---------- Dataset content

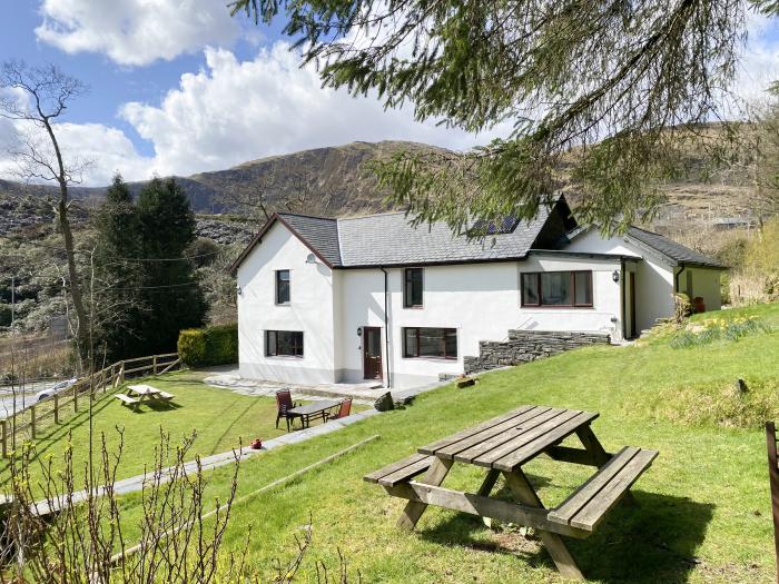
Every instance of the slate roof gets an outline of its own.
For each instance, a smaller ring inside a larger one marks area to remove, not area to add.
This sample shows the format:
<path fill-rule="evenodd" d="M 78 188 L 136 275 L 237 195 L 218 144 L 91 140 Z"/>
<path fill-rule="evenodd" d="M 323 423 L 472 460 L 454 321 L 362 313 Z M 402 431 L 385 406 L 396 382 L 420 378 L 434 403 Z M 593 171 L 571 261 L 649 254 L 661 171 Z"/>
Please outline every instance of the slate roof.
<path fill-rule="evenodd" d="M 328 264 L 332 266 L 342 265 L 337 219 L 288 212 L 279 214 L 278 217 L 308 241 Z"/>
<path fill-rule="evenodd" d="M 509 234 L 483 238 L 455 236 L 445 222 L 414 228 L 404 212 L 338 219 L 343 267 L 398 266 L 522 259 L 543 227 L 549 210 L 521 221 Z"/>
<path fill-rule="evenodd" d="M 645 229 L 640 229 L 638 227 L 630 227 L 627 235 L 629 238 L 633 238 L 640 244 L 651 247 L 652 249 L 679 264 L 727 269 L 724 264 L 704 256 L 703 254 L 699 254 L 694 249 L 677 244 L 676 241 L 672 241 L 660 234 L 647 231 Z"/>
<path fill-rule="evenodd" d="M 328 266 L 357 268 L 521 260 L 531 251 L 539 251 L 533 245 L 540 240 L 539 235 L 553 212 L 558 211 L 542 206 L 532 221 L 520 221 L 511 232 L 483 238 L 455 236 L 445 222 L 422 224 L 414 228 L 410 225 L 411 218 L 402 211 L 344 219 L 284 212 L 272 217 L 236 259 L 231 270 L 238 268 L 276 220 L 293 230 Z M 554 221 L 550 224 L 554 225 Z M 631 227 L 627 235 L 638 245 L 654 249 L 672 261 L 726 268 L 719 261 L 659 234 Z"/>

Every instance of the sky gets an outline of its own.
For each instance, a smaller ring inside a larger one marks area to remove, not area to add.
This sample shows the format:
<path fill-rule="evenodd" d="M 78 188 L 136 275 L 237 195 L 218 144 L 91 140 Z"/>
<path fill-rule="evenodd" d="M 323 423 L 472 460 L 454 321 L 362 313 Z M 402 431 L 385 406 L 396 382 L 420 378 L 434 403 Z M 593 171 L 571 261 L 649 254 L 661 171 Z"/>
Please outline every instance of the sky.
<path fill-rule="evenodd" d="M 55 63 L 89 93 L 57 130 L 66 155 L 92 164 L 88 186 L 188 176 L 355 140 L 412 140 L 464 150 L 505 136 L 417 122 L 410 107 L 326 89 L 278 23 L 230 18 L 226 0 L 0 0 L 0 61 Z M 779 23 L 751 16 L 739 92 L 779 79 Z M 0 122 L 0 177 L 13 128 Z"/>

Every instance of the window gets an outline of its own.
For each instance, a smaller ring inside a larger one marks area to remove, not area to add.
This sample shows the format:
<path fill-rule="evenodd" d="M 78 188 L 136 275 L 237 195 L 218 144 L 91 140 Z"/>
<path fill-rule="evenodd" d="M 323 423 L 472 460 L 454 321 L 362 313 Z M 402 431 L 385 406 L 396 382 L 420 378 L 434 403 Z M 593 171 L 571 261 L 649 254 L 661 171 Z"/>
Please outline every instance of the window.
<path fill-rule="evenodd" d="M 457 358 L 457 330 L 454 328 L 404 328 L 404 357 Z"/>
<path fill-rule="evenodd" d="M 276 304 L 289 304 L 289 270 L 276 271 Z"/>
<path fill-rule="evenodd" d="M 592 306 L 592 271 L 522 274 L 522 306 Z"/>
<path fill-rule="evenodd" d="M 265 355 L 268 357 L 303 357 L 303 333 L 299 330 L 266 330 Z"/>
<path fill-rule="evenodd" d="M 403 273 L 403 306 L 422 307 L 422 268 L 406 268 Z"/>

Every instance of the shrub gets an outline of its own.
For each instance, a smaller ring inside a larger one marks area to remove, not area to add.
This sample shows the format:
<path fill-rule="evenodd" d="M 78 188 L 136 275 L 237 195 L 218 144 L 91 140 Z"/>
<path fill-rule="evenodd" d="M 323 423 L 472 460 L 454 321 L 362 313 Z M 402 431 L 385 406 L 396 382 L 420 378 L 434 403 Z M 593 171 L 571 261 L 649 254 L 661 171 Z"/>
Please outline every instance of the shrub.
<path fill-rule="evenodd" d="M 734 318 L 732 320 L 714 318 L 703 320 L 701 325 L 702 328 L 698 328 L 698 330 L 690 330 L 689 327 L 680 330 L 671 337 L 669 346 L 674 349 L 698 347 L 710 345 L 717 340 L 733 342 L 750 335 L 771 331 L 769 324 L 756 318 Z M 696 326 L 699 325 L 696 324 Z"/>
<path fill-rule="evenodd" d="M 238 325 L 181 330 L 178 354 L 190 367 L 238 363 Z"/>

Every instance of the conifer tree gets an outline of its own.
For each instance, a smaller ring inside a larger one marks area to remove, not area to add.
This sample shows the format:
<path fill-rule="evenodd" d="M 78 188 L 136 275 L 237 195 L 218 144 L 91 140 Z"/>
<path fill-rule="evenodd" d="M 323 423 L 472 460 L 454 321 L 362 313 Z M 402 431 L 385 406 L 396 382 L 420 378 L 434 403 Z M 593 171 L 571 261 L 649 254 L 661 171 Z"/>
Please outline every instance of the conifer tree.
<path fill-rule="evenodd" d="M 107 363 L 145 354 L 145 305 L 140 221 L 132 195 L 120 175 L 106 192 L 96 218 L 95 352 Z"/>
<path fill-rule="evenodd" d="M 176 349 L 179 330 L 203 325 L 207 305 L 195 266 L 186 251 L 195 240 L 195 214 L 172 178 L 155 178 L 137 201 L 146 307 L 142 338 L 146 354 Z"/>

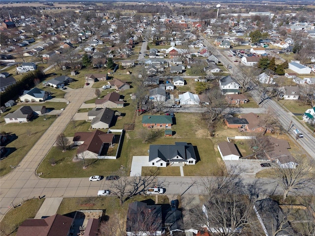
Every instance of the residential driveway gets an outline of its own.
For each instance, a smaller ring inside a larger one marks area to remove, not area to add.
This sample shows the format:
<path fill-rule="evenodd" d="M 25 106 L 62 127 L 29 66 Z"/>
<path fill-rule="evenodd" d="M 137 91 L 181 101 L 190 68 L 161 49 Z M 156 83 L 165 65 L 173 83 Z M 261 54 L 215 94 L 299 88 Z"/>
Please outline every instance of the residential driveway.
<path fill-rule="evenodd" d="M 149 156 L 133 156 L 130 176 L 141 176 L 143 166 L 150 166 Z"/>
<path fill-rule="evenodd" d="M 256 173 L 257 172 L 272 168 L 261 167 L 260 166 L 260 164 L 267 162 L 266 160 L 224 161 L 224 162 L 228 170 L 239 168 L 241 170 L 241 177 L 255 177 Z M 270 163 L 270 162 L 268 162 L 268 163 Z"/>
<path fill-rule="evenodd" d="M 87 120 L 89 119 L 87 112 L 77 112 L 73 116 L 74 120 Z"/>

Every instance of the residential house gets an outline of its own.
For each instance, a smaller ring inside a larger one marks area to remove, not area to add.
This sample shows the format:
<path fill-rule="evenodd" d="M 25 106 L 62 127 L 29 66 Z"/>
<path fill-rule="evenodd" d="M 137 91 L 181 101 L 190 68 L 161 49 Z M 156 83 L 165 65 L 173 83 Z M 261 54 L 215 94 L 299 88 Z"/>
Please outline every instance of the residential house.
<path fill-rule="evenodd" d="M 165 89 L 160 88 L 156 88 L 150 89 L 149 96 L 151 101 L 166 101 L 169 98 L 169 94 Z"/>
<path fill-rule="evenodd" d="M 259 83 L 261 84 L 274 84 L 274 80 L 273 78 L 269 75 L 267 75 L 265 72 L 262 73 L 258 76 L 257 79 Z"/>
<path fill-rule="evenodd" d="M 271 198 L 257 201 L 254 210 L 266 236 L 295 235 L 285 215 L 278 203 Z"/>
<path fill-rule="evenodd" d="M 74 219 L 58 214 L 42 219 L 28 219 L 20 225 L 16 236 L 69 235 Z"/>
<path fill-rule="evenodd" d="M 229 104 L 243 104 L 249 101 L 246 96 L 243 94 L 227 94 L 225 95 L 225 100 Z"/>
<path fill-rule="evenodd" d="M 124 91 L 130 88 L 130 85 L 118 79 L 114 79 L 108 82 L 112 88 L 115 88 L 117 91 Z"/>
<path fill-rule="evenodd" d="M 173 83 L 175 86 L 184 86 L 185 81 L 180 76 L 175 76 L 173 78 Z"/>
<path fill-rule="evenodd" d="M 124 107 L 124 100 L 120 99 L 120 94 L 117 92 L 111 92 L 103 98 L 95 101 L 95 107 L 118 108 Z"/>
<path fill-rule="evenodd" d="M 141 202 L 130 203 L 127 212 L 126 233 L 127 236 L 160 236 L 165 234 L 161 206 L 148 206 Z"/>
<path fill-rule="evenodd" d="M 289 79 L 294 79 L 296 77 L 297 75 L 296 73 L 286 73 L 284 74 L 284 76 Z"/>
<path fill-rule="evenodd" d="M 6 123 L 27 122 L 34 118 L 34 111 L 30 106 L 21 106 L 15 111 L 4 117 Z"/>
<path fill-rule="evenodd" d="M 231 43 L 229 41 L 222 41 L 219 46 L 222 48 L 230 48 L 231 47 Z"/>
<path fill-rule="evenodd" d="M 227 75 L 220 79 L 219 86 L 222 95 L 238 94 L 242 87 L 230 76 Z"/>
<path fill-rule="evenodd" d="M 0 78 L 0 91 L 5 91 L 9 86 L 16 83 L 16 80 L 13 76 L 8 77 L 1 77 Z"/>
<path fill-rule="evenodd" d="M 174 88 L 174 84 L 171 83 L 166 83 L 165 84 L 165 89 L 167 90 L 173 91 Z"/>
<path fill-rule="evenodd" d="M 19 73 L 23 73 L 35 70 L 36 69 L 36 64 L 34 62 L 22 63 L 16 67 L 16 71 Z"/>
<path fill-rule="evenodd" d="M 172 73 L 183 73 L 185 69 L 184 65 L 172 65 L 170 66 L 170 71 Z"/>
<path fill-rule="evenodd" d="M 134 66 L 134 60 L 124 60 L 121 62 L 122 65 L 125 67 Z"/>
<path fill-rule="evenodd" d="M 298 86 L 284 86 L 278 92 L 279 97 L 284 100 L 298 100 L 300 96 Z"/>
<path fill-rule="evenodd" d="M 315 122 L 315 107 L 305 111 L 302 118 L 305 121 L 314 123 Z"/>
<path fill-rule="evenodd" d="M 20 96 L 20 100 L 24 102 L 42 102 L 47 100 L 49 93 L 47 91 L 34 88 L 31 90 L 25 90 L 23 95 Z"/>
<path fill-rule="evenodd" d="M 115 111 L 106 108 L 97 110 L 97 112 L 98 114 L 93 118 L 91 122 L 91 127 L 93 129 L 109 128 L 115 116 Z"/>
<path fill-rule="evenodd" d="M 171 127 L 173 118 L 171 116 L 143 116 L 142 126 L 148 128 Z"/>
<path fill-rule="evenodd" d="M 218 144 L 218 149 L 223 161 L 237 161 L 241 157 L 241 154 L 233 143 L 219 143 Z"/>
<path fill-rule="evenodd" d="M 260 58 L 258 57 L 243 57 L 241 61 L 247 66 L 252 66 L 258 63 L 260 59 Z"/>
<path fill-rule="evenodd" d="M 209 63 L 211 61 L 214 61 L 216 64 L 219 63 L 220 61 L 218 59 L 215 55 L 211 55 L 207 59 L 207 62 Z"/>
<path fill-rule="evenodd" d="M 311 74 L 312 69 L 295 61 L 289 63 L 289 69 L 297 74 Z"/>
<path fill-rule="evenodd" d="M 240 118 L 246 119 L 247 124 L 242 131 L 250 133 L 262 133 L 266 131 L 266 128 L 260 124 L 262 123 L 264 115 L 258 115 L 251 112 L 247 114 L 242 114 Z M 272 130 L 267 129 L 267 132 L 271 133 Z"/>
<path fill-rule="evenodd" d="M 97 81 L 103 81 L 106 80 L 108 75 L 105 73 L 94 73 L 87 74 L 85 75 L 85 81 L 87 83 L 94 83 Z"/>
<path fill-rule="evenodd" d="M 252 48 L 251 52 L 255 54 L 266 54 L 267 52 L 264 48 Z"/>
<path fill-rule="evenodd" d="M 168 165 L 195 165 L 196 160 L 193 146 L 186 142 L 175 142 L 174 145 L 150 146 L 150 166 L 166 167 Z"/>
<path fill-rule="evenodd" d="M 186 92 L 179 94 L 179 101 L 182 105 L 199 105 L 200 100 L 198 94 L 193 94 L 190 92 Z"/>
<path fill-rule="evenodd" d="M 46 84 L 54 88 L 60 88 L 72 82 L 73 79 L 65 75 L 62 75 L 46 82 Z"/>
<path fill-rule="evenodd" d="M 112 147 L 114 141 L 115 134 L 98 129 L 92 132 L 77 132 L 73 140 L 74 145 L 79 146 L 78 157 L 83 156 L 85 159 L 102 158 L 108 148 Z"/>

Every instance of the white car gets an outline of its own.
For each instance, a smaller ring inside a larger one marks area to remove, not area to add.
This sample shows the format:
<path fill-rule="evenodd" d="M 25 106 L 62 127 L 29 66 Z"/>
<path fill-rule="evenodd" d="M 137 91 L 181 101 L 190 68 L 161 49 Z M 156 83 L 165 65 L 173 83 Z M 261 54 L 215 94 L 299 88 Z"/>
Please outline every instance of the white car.
<path fill-rule="evenodd" d="M 99 181 L 101 177 L 99 176 L 93 176 L 89 178 L 90 181 Z"/>
<path fill-rule="evenodd" d="M 97 196 L 107 196 L 110 193 L 110 191 L 107 190 L 98 190 L 97 192 Z"/>

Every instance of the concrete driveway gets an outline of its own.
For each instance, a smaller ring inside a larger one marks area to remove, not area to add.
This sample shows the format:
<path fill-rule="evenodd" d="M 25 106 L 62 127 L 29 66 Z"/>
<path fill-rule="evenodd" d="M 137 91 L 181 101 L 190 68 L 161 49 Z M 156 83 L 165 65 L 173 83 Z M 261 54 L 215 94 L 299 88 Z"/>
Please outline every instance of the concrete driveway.
<path fill-rule="evenodd" d="M 149 156 L 133 156 L 130 176 L 141 176 L 143 166 L 150 166 Z"/>

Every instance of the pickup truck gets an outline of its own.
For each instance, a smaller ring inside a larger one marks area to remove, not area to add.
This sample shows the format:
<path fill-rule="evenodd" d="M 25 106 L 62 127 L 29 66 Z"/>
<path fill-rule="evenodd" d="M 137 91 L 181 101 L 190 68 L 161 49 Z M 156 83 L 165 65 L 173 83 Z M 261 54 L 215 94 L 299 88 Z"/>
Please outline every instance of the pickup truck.
<path fill-rule="evenodd" d="M 163 194 L 164 189 L 161 188 L 149 188 L 147 189 L 147 194 Z"/>
<path fill-rule="evenodd" d="M 304 137 L 303 134 L 297 129 L 293 129 L 293 133 L 298 135 L 299 138 L 303 138 Z"/>

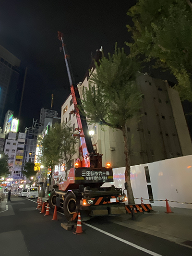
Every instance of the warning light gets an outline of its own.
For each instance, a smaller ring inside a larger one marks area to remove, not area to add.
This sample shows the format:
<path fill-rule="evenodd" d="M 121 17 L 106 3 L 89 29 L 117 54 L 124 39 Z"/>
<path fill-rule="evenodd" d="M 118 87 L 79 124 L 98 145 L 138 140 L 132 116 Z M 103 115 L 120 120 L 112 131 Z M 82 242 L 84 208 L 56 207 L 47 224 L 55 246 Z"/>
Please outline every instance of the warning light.
<path fill-rule="evenodd" d="M 83 205 L 85 206 L 87 204 L 87 202 L 85 199 L 84 199 L 83 200 Z"/>

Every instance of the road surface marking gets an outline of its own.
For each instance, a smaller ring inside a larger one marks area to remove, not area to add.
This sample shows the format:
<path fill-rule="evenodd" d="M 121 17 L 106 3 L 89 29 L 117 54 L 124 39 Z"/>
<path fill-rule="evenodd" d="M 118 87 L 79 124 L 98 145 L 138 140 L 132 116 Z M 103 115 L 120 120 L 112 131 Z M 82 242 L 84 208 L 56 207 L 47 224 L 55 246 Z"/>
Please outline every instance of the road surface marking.
<path fill-rule="evenodd" d="M 92 225 L 85 223 L 84 222 L 83 222 L 83 224 L 84 224 L 86 226 L 88 226 L 88 227 L 90 227 L 90 228 L 92 228 L 92 229 L 94 229 L 96 230 L 97 231 L 98 231 L 99 232 L 101 232 L 101 233 L 103 233 L 103 234 L 108 235 L 108 236 L 110 236 L 111 237 L 112 237 L 113 238 L 114 238 L 115 239 L 116 239 L 117 240 L 119 240 L 120 242 L 122 242 L 122 243 L 124 243 L 124 244 L 128 244 L 128 245 L 130 245 L 131 246 L 136 248 L 138 250 L 140 250 L 140 251 L 143 251 L 143 252 L 148 253 L 148 254 L 152 255 L 153 256 L 162 256 L 162 255 L 160 254 L 158 254 L 156 253 L 154 253 L 154 252 L 152 252 L 151 251 L 149 251 L 149 250 L 147 250 L 147 249 L 139 246 L 139 245 L 137 245 L 137 244 L 133 244 L 132 243 L 128 242 L 126 240 L 125 240 L 124 239 L 120 238 L 120 237 L 118 237 L 118 236 L 116 236 L 116 235 L 112 235 L 112 234 L 110 234 L 110 233 L 108 233 L 108 232 L 106 232 L 106 231 L 104 231 L 103 230 L 98 229 L 98 228 L 96 228 L 96 227 L 94 227 L 94 226 L 92 226 Z"/>
<path fill-rule="evenodd" d="M 6 210 L 4 210 L 4 211 L 0 212 L 0 213 L 1 213 L 1 212 L 4 212 L 4 211 L 6 211 L 9 209 L 8 205 L 7 204 L 7 201 L 6 198 L 5 198 L 5 203 L 6 203 Z"/>
<path fill-rule="evenodd" d="M 31 202 L 34 202 L 34 203 L 36 203 L 36 202 L 35 201 L 33 201 L 33 200 L 31 200 L 31 199 L 29 199 L 28 198 L 26 198 L 27 200 L 29 200 L 30 201 L 31 201 Z"/>

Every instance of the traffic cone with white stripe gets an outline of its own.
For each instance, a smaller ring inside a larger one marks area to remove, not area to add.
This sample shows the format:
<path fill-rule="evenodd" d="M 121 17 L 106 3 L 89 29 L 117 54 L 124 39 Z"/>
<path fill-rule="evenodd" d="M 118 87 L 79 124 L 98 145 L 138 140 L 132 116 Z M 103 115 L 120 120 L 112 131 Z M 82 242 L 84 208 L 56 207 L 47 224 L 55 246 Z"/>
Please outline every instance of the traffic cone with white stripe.
<path fill-rule="evenodd" d="M 44 202 L 43 203 L 43 206 L 41 208 L 41 212 L 39 212 L 39 213 L 44 213 L 45 212 L 45 202 Z"/>
<path fill-rule="evenodd" d="M 49 207 L 48 207 L 48 205 L 47 206 L 46 211 L 45 212 L 45 214 L 44 214 L 44 216 L 47 216 L 47 215 L 50 215 L 50 214 L 49 214 Z"/>
<path fill-rule="evenodd" d="M 78 213 L 78 218 L 77 219 L 77 229 L 76 231 L 73 234 L 78 235 L 79 234 L 81 234 L 83 233 L 82 227 L 81 225 L 81 214 L 80 212 Z"/>

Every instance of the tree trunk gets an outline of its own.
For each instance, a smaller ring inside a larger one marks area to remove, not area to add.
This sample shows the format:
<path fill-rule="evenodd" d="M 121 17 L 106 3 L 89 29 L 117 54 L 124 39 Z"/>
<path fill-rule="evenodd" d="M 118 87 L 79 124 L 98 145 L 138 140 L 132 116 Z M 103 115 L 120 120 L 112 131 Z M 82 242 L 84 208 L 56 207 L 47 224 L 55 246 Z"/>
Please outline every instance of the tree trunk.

--------------------

- **Short task**
Can you output the listing above, from the line containing "Every instance of the tree trunk gets" through its final line, as a Markdown table with columns headed Row and Text, giving each line a row number and leaving out blank lines?

- **Response for this exercise**
| Row | Text |
|---|---|
| 1 | Every instance of the tree trunk gets an outline of its own. |
| 2 | For each instance, a smaller ring inside a larger one marks area to remove, not area to add. |
| 3 | This sample shows the format: |
| 4 | <path fill-rule="evenodd" d="M 121 17 L 106 3 L 89 29 L 117 54 L 124 39 Z"/> |
| 5 | <path fill-rule="evenodd" d="M 118 87 L 79 124 L 98 145 L 138 140 L 132 116 Z M 103 115 L 120 120 L 112 131 Z M 82 242 L 84 208 L 56 207 L 47 224 L 55 246 Z"/> |
| 6 | Please outline every instance of the tree trunk. |